- **PROBLEM REQUIREMENTS**: Below is some material; set it all down exactly, apart from the pictures.

:: SOURCE RECORDS

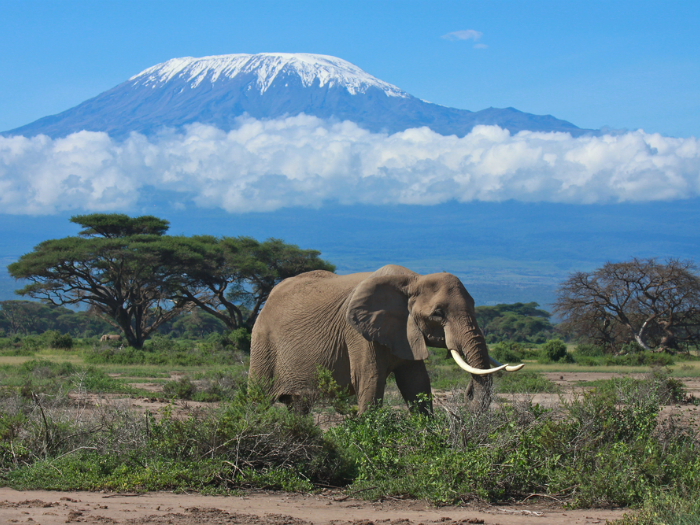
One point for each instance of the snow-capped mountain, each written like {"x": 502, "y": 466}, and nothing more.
{"x": 267, "y": 67}
{"x": 216, "y": 90}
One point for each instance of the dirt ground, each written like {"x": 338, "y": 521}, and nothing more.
{"x": 275, "y": 508}
{"x": 260, "y": 508}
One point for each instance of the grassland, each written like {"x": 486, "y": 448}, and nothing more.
{"x": 62, "y": 426}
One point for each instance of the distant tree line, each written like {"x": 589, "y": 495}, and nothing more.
{"x": 519, "y": 322}
{"x": 136, "y": 278}
{"x": 32, "y": 317}
{"x": 644, "y": 302}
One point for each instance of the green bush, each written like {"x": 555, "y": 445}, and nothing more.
{"x": 554, "y": 350}
{"x": 58, "y": 340}
{"x": 588, "y": 351}
{"x": 507, "y": 352}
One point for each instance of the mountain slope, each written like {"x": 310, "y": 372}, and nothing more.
{"x": 216, "y": 90}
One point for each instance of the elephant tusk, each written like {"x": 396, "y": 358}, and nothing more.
{"x": 509, "y": 368}
{"x": 476, "y": 371}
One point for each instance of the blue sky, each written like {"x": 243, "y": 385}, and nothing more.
{"x": 619, "y": 64}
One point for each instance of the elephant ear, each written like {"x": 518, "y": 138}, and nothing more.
{"x": 378, "y": 310}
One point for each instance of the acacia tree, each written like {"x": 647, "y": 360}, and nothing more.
{"x": 118, "y": 265}
{"x": 655, "y": 304}
{"x": 231, "y": 277}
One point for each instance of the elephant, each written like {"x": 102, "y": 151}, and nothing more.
{"x": 364, "y": 326}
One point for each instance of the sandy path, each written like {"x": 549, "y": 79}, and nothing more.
{"x": 260, "y": 508}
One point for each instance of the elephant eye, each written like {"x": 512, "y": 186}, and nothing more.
{"x": 438, "y": 314}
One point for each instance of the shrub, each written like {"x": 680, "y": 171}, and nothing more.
{"x": 554, "y": 350}
{"x": 507, "y": 352}
{"x": 523, "y": 381}
{"x": 588, "y": 351}
{"x": 58, "y": 340}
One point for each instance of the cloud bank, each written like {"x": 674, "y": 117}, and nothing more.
{"x": 306, "y": 161}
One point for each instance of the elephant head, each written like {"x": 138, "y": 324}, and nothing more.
{"x": 407, "y": 312}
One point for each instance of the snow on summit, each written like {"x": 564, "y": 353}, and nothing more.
{"x": 329, "y": 70}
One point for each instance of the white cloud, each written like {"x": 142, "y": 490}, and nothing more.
{"x": 305, "y": 161}
{"x": 465, "y": 34}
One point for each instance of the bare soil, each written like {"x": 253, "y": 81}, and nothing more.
{"x": 261, "y": 508}
{"x": 275, "y": 508}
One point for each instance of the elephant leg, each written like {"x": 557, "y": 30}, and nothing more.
{"x": 412, "y": 380}
{"x": 370, "y": 391}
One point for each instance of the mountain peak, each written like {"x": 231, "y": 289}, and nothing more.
{"x": 266, "y": 67}
{"x": 218, "y": 90}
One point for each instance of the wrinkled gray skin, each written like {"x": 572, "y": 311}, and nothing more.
{"x": 362, "y": 327}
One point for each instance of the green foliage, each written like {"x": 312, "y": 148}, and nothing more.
{"x": 132, "y": 274}
{"x": 52, "y": 378}
{"x": 507, "y": 352}
{"x": 114, "y": 225}
{"x": 245, "y": 443}
{"x": 193, "y": 325}
{"x": 523, "y": 381}
{"x": 162, "y": 350}
{"x": 181, "y": 388}
{"x": 604, "y": 447}
{"x": 588, "y": 350}
{"x": 121, "y": 267}
{"x": 523, "y": 323}
{"x": 58, "y": 340}
{"x": 643, "y": 358}
{"x": 33, "y": 317}
{"x": 238, "y": 273}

::::

- **ANSWER TO THIS EXERCISE**:
One point for each instance of the snow-capped mountain, each written like {"x": 502, "y": 466}, and nothing more.
{"x": 267, "y": 67}
{"x": 216, "y": 90}
One point for each instance of the dirt ground, each written like {"x": 338, "y": 521}, and nothing more.
{"x": 275, "y": 508}
{"x": 260, "y": 508}
One point for each instance of the grassland, each written like {"x": 486, "y": 448}, and nothing more.
{"x": 62, "y": 426}
One point for each instance of the distant tree line, each written like {"x": 589, "y": 495}, and nothing more.
{"x": 519, "y": 322}
{"x": 136, "y": 278}
{"x": 32, "y": 317}
{"x": 644, "y": 302}
One point for each instance of the green bush, each written like {"x": 555, "y": 445}, and nothing more.
{"x": 554, "y": 350}
{"x": 58, "y": 340}
{"x": 588, "y": 351}
{"x": 507, "y": 352}
One point for each instance of the mountain slope, each written like {"x": 310, "y": 372}, and nothing more.
{"x": 216, "y": 90}
One point for each instance of the elephant tusk, each written like {"x": 396, "y": 358}, and nothing more.
{"x": 509, "y": 368}
{"x": 476, "y": 371}
One point for each instance of the blue sky, each written like {"x": 243, "y": 385}, and nothing more.
{"x": 619, "y": 64}
One point for each instance of the elephant ear, each written like {"x": 518, "y": 138}, and nothing more.
{"x": 378, "y": 310}
One point for each instance of the acacia tree, each written like {"x": 647, "y": 360}, and nothing more.
{"x": 118, "y": 265}
{"x": 655, "y": 304}
{"x": 231, "y": 277}
One point for each instance of the elephant, each written like {"x": 102, "y": 151}, and nothing more.
{"x": 364, "y": 326}
One point for each instance of the sandy path, each written like {"x": 549, "y": 79}, and nothing more.
{"x": 260, "y": 508}
One point for each instance of the elephant eye, each written like {"x": 512, "y": 186}, and nothing more.
{"x": 438, "y": 314}
One point for each instance of the shrub, each written like {"x": 680, "y": 171}, and nothing more.
{"x": 554, "y": 350}
{"x": 507, "y": 352}
{"x": 523, "y": 381}
{"x": 588, "y": 351}
{"x": 58, "y": 340}
One point for each instance of the cloud bank, each written like {"x": 674, "y": 117}, and nothing more.
{"x": 306, "y": 161}
One point for each instance of the elephant head, each written like {"x": 138, "y": 324}, and nothing more.
{"x": 407, "y": 312}
One point for each instance of the snow on summit, each written like {"x": 564, "y": 353}, and nothing more.
{"x": 329, "y": 70}
One point for each instance of the white cloud, each written like {"x": 142, "y": 490}, and nothing more.
{"x": 305, "y": 161}
{"x": 465, "y": 34}
One point for each instance of the bare soil, each written like {"x": 253, "y": 81}, and nothing more.
{"x": 261, "y": 508}
{"x": 275, "y": 508}
One point for each instance of the elephant leg, each written like {"x": 557, "y": 30}, and nothing more.
{"x": 412, "y": 380}
{"x": 370, "y": 391}
One point for each instance of the mountain peak, each written like {"x": 231, "y": 289}, and nothing more.
{"x": 266, "y": 67}
{"x": 218, "y": 90}
One point for each instance of the wrinkled gray skin, each written like {"x": 572, "y": 311}, and nothing more.
{"x": 362, "y": 327}
One point for each instance of the green foliage, each written like {"x": 312, "y": 148}, and nothing more.
{"x": 132, "y": 274}
{"x": 52, "y": 378}
{"x": 507, "y": 352}
{"x": 114, "y": 225}
{"x": 245, "y": 443}
{"x": 193, "y": 325}
{"x": 523, "y": 381}
{"x": 162, "y": 350}
{"x": 181, "y": 388}
{"x": 604, "y": 447}
{"x": 588, "y": 350}
{"x": 121, "y": 267}
{"x": 523, "y": 323}
{"x": 58, "y": 340}
{"x": 643, "y": 358}
{"x": 33, "y": 317}
{"x": 238, "y": 273}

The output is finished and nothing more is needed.